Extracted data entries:
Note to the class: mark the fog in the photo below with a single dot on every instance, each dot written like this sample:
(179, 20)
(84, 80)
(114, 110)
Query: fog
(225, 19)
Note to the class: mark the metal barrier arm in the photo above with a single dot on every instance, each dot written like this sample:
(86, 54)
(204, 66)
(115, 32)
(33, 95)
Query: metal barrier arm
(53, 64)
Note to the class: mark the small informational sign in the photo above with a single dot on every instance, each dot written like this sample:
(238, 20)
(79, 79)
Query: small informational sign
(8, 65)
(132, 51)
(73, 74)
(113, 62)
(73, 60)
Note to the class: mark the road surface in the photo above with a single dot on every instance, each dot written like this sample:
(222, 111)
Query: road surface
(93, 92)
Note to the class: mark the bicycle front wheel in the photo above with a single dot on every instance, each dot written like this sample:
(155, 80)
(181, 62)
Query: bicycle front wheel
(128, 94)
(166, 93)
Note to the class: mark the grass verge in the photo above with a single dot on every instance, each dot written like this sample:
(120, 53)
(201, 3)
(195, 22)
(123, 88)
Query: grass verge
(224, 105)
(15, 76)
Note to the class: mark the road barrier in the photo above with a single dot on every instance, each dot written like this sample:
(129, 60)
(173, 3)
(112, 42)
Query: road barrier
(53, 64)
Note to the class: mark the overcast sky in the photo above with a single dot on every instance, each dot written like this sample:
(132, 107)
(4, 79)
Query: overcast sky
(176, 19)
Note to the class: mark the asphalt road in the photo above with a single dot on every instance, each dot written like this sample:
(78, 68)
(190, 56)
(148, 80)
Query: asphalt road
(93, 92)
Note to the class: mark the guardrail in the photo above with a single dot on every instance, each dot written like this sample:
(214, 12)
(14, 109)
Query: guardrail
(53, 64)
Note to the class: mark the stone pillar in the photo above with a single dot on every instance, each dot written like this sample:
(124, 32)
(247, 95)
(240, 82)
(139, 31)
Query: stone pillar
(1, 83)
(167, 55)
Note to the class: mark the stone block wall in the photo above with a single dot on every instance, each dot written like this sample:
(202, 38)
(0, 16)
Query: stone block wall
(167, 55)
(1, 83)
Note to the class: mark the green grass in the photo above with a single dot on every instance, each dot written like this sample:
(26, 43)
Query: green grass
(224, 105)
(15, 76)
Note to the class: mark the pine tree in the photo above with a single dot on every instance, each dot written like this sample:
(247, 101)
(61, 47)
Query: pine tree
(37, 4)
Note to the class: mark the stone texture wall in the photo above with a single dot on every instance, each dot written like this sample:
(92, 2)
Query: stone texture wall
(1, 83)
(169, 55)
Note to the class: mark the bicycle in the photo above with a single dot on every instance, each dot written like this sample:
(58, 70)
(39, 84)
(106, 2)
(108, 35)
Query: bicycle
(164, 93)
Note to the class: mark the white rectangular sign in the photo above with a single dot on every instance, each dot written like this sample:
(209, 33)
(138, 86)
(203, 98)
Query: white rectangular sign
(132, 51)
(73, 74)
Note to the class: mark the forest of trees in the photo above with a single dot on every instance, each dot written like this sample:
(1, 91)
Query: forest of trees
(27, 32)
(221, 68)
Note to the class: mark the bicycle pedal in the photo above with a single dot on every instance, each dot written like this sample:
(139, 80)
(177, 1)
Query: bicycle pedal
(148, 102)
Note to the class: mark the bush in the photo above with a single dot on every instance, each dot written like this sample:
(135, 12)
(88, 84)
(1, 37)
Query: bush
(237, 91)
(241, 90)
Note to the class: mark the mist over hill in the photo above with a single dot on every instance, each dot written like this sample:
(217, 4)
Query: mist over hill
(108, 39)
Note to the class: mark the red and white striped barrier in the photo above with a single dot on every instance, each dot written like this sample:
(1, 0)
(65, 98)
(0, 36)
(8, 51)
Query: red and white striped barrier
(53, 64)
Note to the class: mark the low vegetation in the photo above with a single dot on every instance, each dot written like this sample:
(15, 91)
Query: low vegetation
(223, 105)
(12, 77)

TASK ITEM - Transcribe each record above exactly. Skip none.

OUTPUT FOR THIS TASK -
Note to the class: mark the fog in the photo below with a single dot on every instance, each dot written like this sample:
(179, 20)
(84, 80)
(114, 110)
Query: fog
(225, 19)
Note to the class: mark the metal barrier arm in the photo above with a single dot on every instance, each dot written like this sample:
(86, 54)
(204, 66)
(115, 32)
(33, 95)
Query: metal barrier arm
(53, 64)
Note to the class: mark the small informational sign in the photo above with a single dot on every instance, each dot written like this sample:
(238, 20)
(79, 79)
Query: small informational sign
(8, 65)
(132, 51)
(73, 74)
(113, 62)
(73, 60)
Note to the class: mark the road surface in the photo above with a single dot on every instance, each dot written like this sample:
(222, 111)
Query: road surface
(93, 92)
Note to the class: mark the bicycle front wheel in the photo above with a single dot on every instance, each dot written like this sample:
(155, 80)
(181, 62)
Query: bicycle front wheel
(128, 94)
(166, 93)
Note to the class: mark the grass verge in the photo above with a single dot on every instance, each dot written like this sample:
(120, 53)
(201, 3)
(195, 22)
(123, 88)
Query: grass verge
(224, 105)
(15, 76)
Note to the class: mark the road barrier in the photo above with a single dot on every instance, each dot written like this sample:
(129, 60)
(173, 3)
(112, 42)
Query: road barrier
(53, 64)
Note to the class: mark the overcast sky in the photo above with a single dot on every instance, each dot written like this sample:
(132, 107)
(4, 79)
Query: overcast sky
(176, 19)
Note to the class: mark the asphalt road in the photo above with a single dot on every instance, each dot written like this sample:
(78, 68)
(190, 56)
(148, 80)
Query: asphalt road
(93, 92)
Note to the class: mark the guardrail in the photo above with a single dot on every instance, each dot written like this sample:
(214, 12)
(14, 109)
Query: guardrail
(53, 64)
Note to the class: mark the stone pillar in the photo above with a single dot on every instance, each dot written like this sample:
(124, 32)
(247, 95)
(240, 82)
(139, 31)
Query: stone pillar
(1, 83)
(167, 55)
Note to the class: mark the stone block wall in the photo above with a single dot on every instance, each dot written like this sample:
(202, 38)
(0, 16)
Query: stone block wall
(167, 55)
(1, 83)
Note to the class: mark the green grass in the photo above with a single dot on every instance, each dot written like this sample:
(26, 43)
Query: green grass
(224, 105)
(15, 76)
Note to the class: mark the pine tree in the photo above with a single dot on every instance, each dot written like this sample:
(247, 101)
(61, 47)
Query: pine tree
(37, 4)
Note to the class: mark the stone texture wall in the photo above with a single dot on every instance, each dot written like this sample:
(92, 2)
Query: stone texture wall
(1, 83)
(169, 55)
Note to the class: mark the bicycle in the photo above with a single dot on every instance, each dot written like this sample:
(58, 70)
(39, 84)
(106, 2)
(108, 35)
Query: bicycle
(164, 93)
Note to the class: mark the white rectangular sign in the photo above with a single dot on every instance, each dot written like this sample:
(209, 33)
(138, 86)
(203, 98)
Query: white rectangular sign
(132, 51)
(73, 74)
Note to the class: mark the forest of trees in the photo above with a single dot on every instance, each dot written like this sample:
(1, 91)
Query: forest of trees
(27, 32)
(221, 68)
Note to the class: mark the bicycle pedal in the photo above with a single dot on every instance, each dot written like this sample:
(139, 80)
(177, 1)
Query: bicycle pedal
(148, 102)
Note to the class: mark the bush in the photo above with a single dot on every instance, each dot written like this sample:
(135, 12)
(88, 84)
(1, 37)
Query: bush
(237, 91)
(241, 90)
Note to the class: mark the mist over hill in the photo above with a single dot on every instance, each dot written like this sample:
(217, 4)
Query: mist over hill
(108, 39)
Note to the class: mark the red and white striped barrier in the photo above with a single dot on every instance, each dot written like this sample:
(1, 0)
(65, 98)
(0, 36)
(8, 51)
Query: red and white striped barrier
(53, 64)
Note to the class: mark the low vegetation in the photo above with a single dot on every instance, each dot written like this sample:
(15, 91)
Query: low vegetation
(223, 105)
(12, 77)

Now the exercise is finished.